[Excerpts of location labeling data]
#####
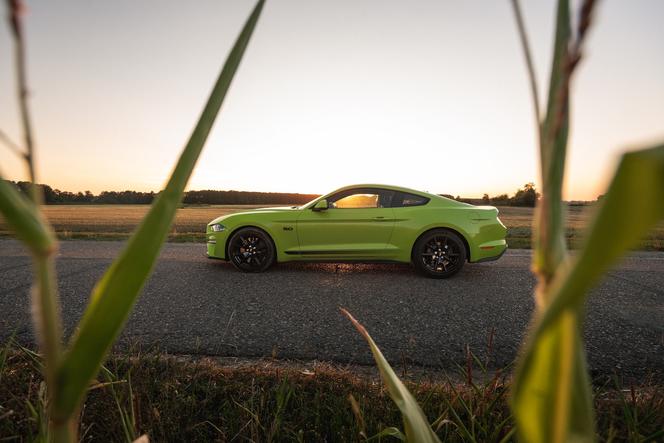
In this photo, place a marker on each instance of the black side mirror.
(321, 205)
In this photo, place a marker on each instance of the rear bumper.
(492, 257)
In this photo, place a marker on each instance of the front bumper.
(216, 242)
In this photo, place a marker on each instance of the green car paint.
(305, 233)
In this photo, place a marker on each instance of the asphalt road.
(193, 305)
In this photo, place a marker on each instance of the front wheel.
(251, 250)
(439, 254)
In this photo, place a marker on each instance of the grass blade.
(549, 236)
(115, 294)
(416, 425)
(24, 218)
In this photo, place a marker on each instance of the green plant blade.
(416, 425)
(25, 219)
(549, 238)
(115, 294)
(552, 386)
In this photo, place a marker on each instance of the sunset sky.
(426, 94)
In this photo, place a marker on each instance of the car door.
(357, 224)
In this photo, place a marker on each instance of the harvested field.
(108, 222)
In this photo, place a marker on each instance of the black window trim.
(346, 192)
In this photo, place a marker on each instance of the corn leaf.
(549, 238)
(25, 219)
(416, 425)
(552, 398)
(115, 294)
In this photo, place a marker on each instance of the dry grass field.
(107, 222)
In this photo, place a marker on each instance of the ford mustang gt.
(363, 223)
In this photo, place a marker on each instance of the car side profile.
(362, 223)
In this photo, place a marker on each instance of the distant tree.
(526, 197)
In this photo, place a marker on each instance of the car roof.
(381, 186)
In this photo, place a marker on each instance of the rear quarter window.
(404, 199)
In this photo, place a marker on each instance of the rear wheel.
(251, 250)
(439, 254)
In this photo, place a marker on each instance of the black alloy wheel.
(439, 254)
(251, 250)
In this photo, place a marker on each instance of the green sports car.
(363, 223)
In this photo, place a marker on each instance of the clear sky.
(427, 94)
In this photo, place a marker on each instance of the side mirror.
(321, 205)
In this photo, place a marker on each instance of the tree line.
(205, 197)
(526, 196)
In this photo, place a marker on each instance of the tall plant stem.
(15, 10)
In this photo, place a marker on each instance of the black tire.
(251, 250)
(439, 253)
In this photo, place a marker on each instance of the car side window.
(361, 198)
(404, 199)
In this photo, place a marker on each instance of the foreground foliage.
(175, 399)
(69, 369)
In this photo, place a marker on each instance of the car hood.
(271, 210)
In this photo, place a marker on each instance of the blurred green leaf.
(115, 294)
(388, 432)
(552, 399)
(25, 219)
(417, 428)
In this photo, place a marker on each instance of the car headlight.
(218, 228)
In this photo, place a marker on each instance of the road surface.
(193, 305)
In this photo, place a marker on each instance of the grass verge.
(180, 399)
#####
Every record is to be reproduced exactly, with no pictures included.

In this photo, place a marker on each instance of the black side mirror.
(321, 205)
In this photo, place a marker on each instance of the rear bumper.
(492, 257)
In this photo, place a marker on each instance of the front bumper.
(216, 242)
In this photo, place a marker on each instance of the green car paint.
(305, 233)
In this photo, place a marker on each instance of the asphalt road.
(193, 305)
In this photo, place a marker on each instance of the front wheel.
(251, 250)
(439, 254)
In this photo, place a marker on each instance of the grass blade.
(549, 236)
(115, 294)
(416, 425)
(24, 218)
In this photo, place a marker on each instance of the green plant blade.
(416, 425)
(25, 219)
(549, 238)
(115, 294)
(552, 386)
In this photo, place a marker on each instance of the sunset sky.
(426, 94)
In this photo, place a marker on each instance of the car door.
(357, 224)
In this photo, place a marker on each instance of the harvested field.
(108, 222)
In this photo, place a marker on each instance of the black window trim.
(346, 192)
In this photo, place a marker on each instance of the corn leaf.
(549, 238)
(25, 219)
(416, 425)
(552, 398)
(115, 294)
In this photo, place a marker on each instance of the dry grass field.
(107, 222)
In this photo, place a marker on each instance of the ford mustang gt.
(363, 223)
In this photo, place a marker on each instance of the car side profile.
(362, 223)
In this photo, place a marker on each instance of the distant tree.
(526, 197)
In this photo, place a marker on each instance of the car roof.
(381, 186)
In this photo, place a marker on each instance of the rear quarter window.
(404, 199)
In this photo, place a marker on each instance of the rear wheel.
(251, 250)
(439, 254)
In this photo, place a marker on each instance of the black alloy wheel.
(439, 254)
(251, 250)
In this photo, place a marker on each instance of the green sports car.
(363, 223)
In this photo, place a marker on each instance of the clear sky.
(427, 94)
In this photo, place a marker on each instance of the side mirror.
(321, 205)
In this photo, place a marker on each instance of the tree line.
(205, 197)
(526, 196)
In this photo, place a marker on each instance of the tall plant stem.
(15, 10)
In this photo, place a marker on each instance of the black tire.
(251, 250)
(439, 253)
In this photo, place a marker on each instance of the car side window.
(361, 198)
(404, 199)
In this photo, place a marker on each instance of the foreground foliage.
(175, 399)
(69, 369)
In this photo, place a marker on each instance of the car hood.
(271, 210)
In this photo, place a marker on each instance of the blurred green leaf.
(115, 294)
(388, 432)
(552, 399)
(25, 219)
(417, 428)
In this photo, place a marker on each instance of the car headlight.
(218, 228)
In this photo, place a marker on each instance of the road surface.
(193, 305)
In this photo, place a marker on each instance of the grass verge.
(180, 399)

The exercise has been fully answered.